◆ **Instrução dada**: Reproduza na íntegra, sem qualquer alteração, o texto sobre movimentos sociais e formas de dominação.

─── Texto do documento

Esse processo exige um ganho de consciência, que é similar ao processo que se dá na mobilização de militantes para os movimentos: há um envolvimento com a luta e o ganho de consciência ocorre progressiva e paralelamente a ele. Dessa maneira, o estabelecimento e a busca dos objetivos de longo prazo exigem, ao longo do caminhar das lutas, a investigação das causas geradoras dos movimentos sociais e das próprias contradições da sociedade – o que envolve uma reflexão mais ampla acerca das distintas formas de dominação. Essas investigações evidenciarão, pouco a pouco, juntamente com as experiências práticas das lutas, que as causas geradoras de todos os movimentos sociais possuem relação entre si e que, na realidade, estão ligadas às bases da sociedade atual. Se o problema não é setorial ou parcial, mas de todos os que sofrem relações de dominação dessa sociedade, será necessária uma atuação coletiva, envolvendo os diferentes setores oprimidos, por meio de amplas alianças, para o combate às raízes dos problemas, sem sectarismos ou corporativismos, visando a transformação da sociedade e a construção de uma outra.

──────
─── Conteúdo do conjunto

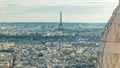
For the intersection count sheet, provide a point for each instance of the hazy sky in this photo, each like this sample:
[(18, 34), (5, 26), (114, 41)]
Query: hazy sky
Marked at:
[(48, 10)]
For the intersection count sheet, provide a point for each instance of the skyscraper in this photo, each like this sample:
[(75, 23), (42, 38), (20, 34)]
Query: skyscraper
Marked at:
[(60, 25)]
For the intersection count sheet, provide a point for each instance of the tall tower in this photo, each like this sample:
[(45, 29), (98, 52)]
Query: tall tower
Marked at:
[(109, 53), (60, 25)]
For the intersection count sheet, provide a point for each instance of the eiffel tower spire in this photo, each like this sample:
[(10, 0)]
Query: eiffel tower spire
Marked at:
[(60, 25)]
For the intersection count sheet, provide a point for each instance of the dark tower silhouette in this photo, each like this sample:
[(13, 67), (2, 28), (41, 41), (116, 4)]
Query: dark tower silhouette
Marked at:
[(60, 25)]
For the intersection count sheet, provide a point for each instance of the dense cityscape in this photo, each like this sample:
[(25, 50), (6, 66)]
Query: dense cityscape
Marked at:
[(42, 45)]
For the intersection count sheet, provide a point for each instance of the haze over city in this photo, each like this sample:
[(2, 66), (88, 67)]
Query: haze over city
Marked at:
[(90, 11)]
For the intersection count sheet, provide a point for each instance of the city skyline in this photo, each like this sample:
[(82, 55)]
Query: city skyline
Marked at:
[(48, 10)]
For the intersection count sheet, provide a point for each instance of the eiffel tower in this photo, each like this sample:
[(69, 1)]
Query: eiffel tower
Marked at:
[(60, 25)]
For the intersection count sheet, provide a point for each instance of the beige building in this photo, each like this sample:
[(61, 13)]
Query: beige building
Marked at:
[(109, 55), (6, 60)]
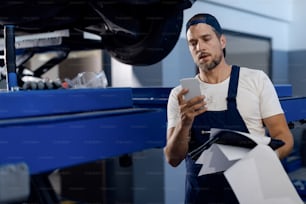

──────

◆ **Solução do exercício**:
Esse processo exige um ganho de consciência, que é similar ao processo que se dá na mobilização de militantes para os movimentos: há um envolvimento com a luta e o ganho de consciência ocorre progressiva e paralelamente a ele. Dessa maneira, o estabelecimento e a busca dos objetivos de longo prazo exigem, ao longo do caminhar das lutas, a investigação das causas geradoras dos movimentos sociais e das próprias contradições da sociedade – o que envolve uma reflexão mais ampla acerca das distintas formas de dominação. Essas investigações evidenciarão, pouco a pouco, juntamente com as experiências práticas das lutas, que as causas geradoras de todos os movimentos sociais possuem relação entre si e que, na realidade, estão ligadas às bases da sociedade atual. Se o problema não é setorial ou parcial, mas de todos os que sofrem relações de dominação dessa sociedade, será necessária uma atuação coletiva, envolvendo os diferentes setores oprimidos, por meio de amplas alianças, para o combate às raízes dos problemas, sem sectarismos ou corporativismos, visando a transformação da sociedade e a construção de uma outra.